> **DESCRIPTION OF THE TASK**: Reproduce all of the rows below verbatim, leaving out the pictures.

-- START --

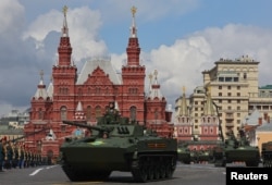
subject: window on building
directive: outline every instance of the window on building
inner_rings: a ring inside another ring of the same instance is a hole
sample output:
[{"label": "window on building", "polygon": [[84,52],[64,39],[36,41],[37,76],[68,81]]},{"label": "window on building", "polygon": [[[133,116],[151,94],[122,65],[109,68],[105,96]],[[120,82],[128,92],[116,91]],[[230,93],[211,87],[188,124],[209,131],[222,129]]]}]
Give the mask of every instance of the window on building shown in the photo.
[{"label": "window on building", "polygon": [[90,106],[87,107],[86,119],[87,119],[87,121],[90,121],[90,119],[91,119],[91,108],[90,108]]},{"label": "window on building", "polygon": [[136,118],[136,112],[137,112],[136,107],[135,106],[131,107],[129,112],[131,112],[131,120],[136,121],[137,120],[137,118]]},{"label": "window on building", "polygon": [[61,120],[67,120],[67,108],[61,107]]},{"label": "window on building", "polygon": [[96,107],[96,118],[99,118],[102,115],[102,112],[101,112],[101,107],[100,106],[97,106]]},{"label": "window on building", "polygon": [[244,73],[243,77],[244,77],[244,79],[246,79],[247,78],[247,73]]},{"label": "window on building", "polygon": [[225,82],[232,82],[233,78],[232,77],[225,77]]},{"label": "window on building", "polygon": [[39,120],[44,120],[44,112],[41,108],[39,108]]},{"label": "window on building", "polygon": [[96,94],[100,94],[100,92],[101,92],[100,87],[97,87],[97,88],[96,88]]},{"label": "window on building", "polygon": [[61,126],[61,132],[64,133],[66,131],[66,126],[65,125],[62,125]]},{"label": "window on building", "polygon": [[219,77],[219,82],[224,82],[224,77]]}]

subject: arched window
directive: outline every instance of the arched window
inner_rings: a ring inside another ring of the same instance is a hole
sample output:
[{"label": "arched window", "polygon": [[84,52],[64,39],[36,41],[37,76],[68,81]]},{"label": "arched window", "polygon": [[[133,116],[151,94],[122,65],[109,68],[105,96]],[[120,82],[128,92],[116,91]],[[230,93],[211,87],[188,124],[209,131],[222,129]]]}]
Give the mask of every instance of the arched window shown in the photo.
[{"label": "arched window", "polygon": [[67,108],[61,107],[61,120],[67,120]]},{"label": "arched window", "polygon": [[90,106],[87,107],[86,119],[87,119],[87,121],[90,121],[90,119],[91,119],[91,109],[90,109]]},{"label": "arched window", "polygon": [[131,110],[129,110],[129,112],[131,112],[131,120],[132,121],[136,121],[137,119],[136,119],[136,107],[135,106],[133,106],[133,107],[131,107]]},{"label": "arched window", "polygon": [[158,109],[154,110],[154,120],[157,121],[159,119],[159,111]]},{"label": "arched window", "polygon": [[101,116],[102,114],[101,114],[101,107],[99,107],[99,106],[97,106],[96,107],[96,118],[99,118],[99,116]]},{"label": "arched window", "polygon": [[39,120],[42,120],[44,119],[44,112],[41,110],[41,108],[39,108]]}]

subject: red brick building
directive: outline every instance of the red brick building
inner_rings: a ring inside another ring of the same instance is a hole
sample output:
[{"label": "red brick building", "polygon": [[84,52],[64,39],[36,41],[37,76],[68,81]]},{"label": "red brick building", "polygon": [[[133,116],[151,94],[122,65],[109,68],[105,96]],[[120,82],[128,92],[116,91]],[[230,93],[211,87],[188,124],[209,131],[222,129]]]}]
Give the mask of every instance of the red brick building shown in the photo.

-- END --

> **PROBLEM SOLUTION**:
subject: window on building
directive: outline every instance of the window on building
inner_rings: a ring inside another ring of the same instance is a hole
sample output:
[{"label": "window on building", "polygon": [[84,52],[64,39],[36,41],[37,76],[68,81]]},{"label": "window on building", "polygon": [[[133,116],[151,94],[122,65],[109,68],[105,96]],[[120,82],[128,92],[116,91]],[[230,93],[211,87],[188,124],[209,131],[222,129]]]}]
Give the mask of every instance of the window on building shown in the photo.
[{"label": "window on building", "polygon": [[90,106],[87,107],[86,119],[87,119],[87,121],[90,121],[90,119],[91,119],[91,108],[90,108]]},{"label": "window on building", "polygon": [[136,118],[136,112],[137,112],[136,107],[135,106],[131,107],[129,112],[131,112],[131,120],[136,121],[137,120],[137,118]]},{"label": "window on building", "polygon": [[61,120],[67,120],[67,108],[61,107]]},{"label": "window on building", "polygon": [[96,107],[96,118],[99,118],[102,115],[102,112],[101,112],[101,107],[100,106],[97,106]]},{"label": "window on building", "polygon": [[244,73],[243,77],[244,77],[244,79],[246,79],[247,78],[247,73]]},{"label": "window on building", "polygon": [[225,82],[232,82],[233,78],[232,77],[225,77]]},{"label": "window on building", "polygon": [[39,120],[44,120],[44,112],[41,108],[39,108]]},{"label": "window on building", "polygon": [[96,94],[100,94],[100,92],[101,92],[100,87],[97,87],[97,88],[96,88]]},{"label": "window on building", "polygon": [[61,126],[61,132],[64,133],[66,131],[66,126],[65,125],[62,125]]},{"label": "window on building", "polygon": [[219,77],[219,82],[224,82],[224,77]]}]

subject: arched window
directive: outline every instance of the arched window
inner_rings: a ring inside another ring of the same instance is a hole
sample output:
[{"label": "arched window", "polygon": [[84,52],[64,39],[36,41],[37,76],[68,81]]},{"label": "arched window", "polygon": [[[133,116],[151,94],[122,65],[109,68],[105,96]],[[120,82],[128,92],[116,91]],[[230,93],[211,87],[188,124],[209,131],[222,129]]]}]
Give the mask of every instance of the arched window shown in the photo.
[{"label": "arched window", "polygon": [[67,108],[61,107],[61,120],[67,120]]},{"label": "arched window", "polygon": [[90,106],[87,107],[86,119],[87,119],[87,121],[90,121],[90,119],[91,119],[91,109],[90,109]]},{"label": "arched window", "polygon": [[131,110],[129,110],[129,112],[131,112],[131,120],[132,121],[136,121],[137,119],[136,119],[136,107],[135,106],[133,106],[133,107],[131,107]]},{"label": "arched window", "polygon": [[158,109],[154,110],[154,120],[157,121],[159,119],[159,111]]},{"label": "arched window", "polygon": [[101,116],[102,114],[101,114],[101,107],[99,107],[99,106],[97,106],[96,107],[96,118],[99,118],[99,116]]},{"label": "arched window", "polygon": [[39,120],[42,120],[44,119],[44,112],[41,110],[41,108],[39,108]]}]

subject: red brick building
directive: outline every instance of the red brick building
inner_rings: a ring inside another ring of the same instance is a hole
sample output:
[{"label": "red brick building", "polygon": [[84,52],[64,39],[36,41],[37,76],[68,81]]},{"label": "red brick building", "polygon": [[[133,116],[151,94],[122,65],[109,68],[105,96]],[[120,82],[128,92],[116,91]],[[230,93],[211,87],[188,124],[209,131],[222,129]]]}]
Give the mask of every instance of the red brick building shown in the photo.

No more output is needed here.